-- START --

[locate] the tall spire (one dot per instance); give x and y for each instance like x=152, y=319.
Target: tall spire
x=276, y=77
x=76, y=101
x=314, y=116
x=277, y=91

-- END --

» Goal: Please convert the records above into a two-column CSV with the header row input,output. Give each record one row, with its text in the input column and its answer in the output column, put each field in double quotes, and replace line breaks with spaces.

» Output below:
input,output
"[locate] the tall spire (one dot per instance); give x and y for each instance like x=152, y=319. Target: tall spire","x=276, y=77 x=76, y=101 x=314, y=116 x=277, y=91"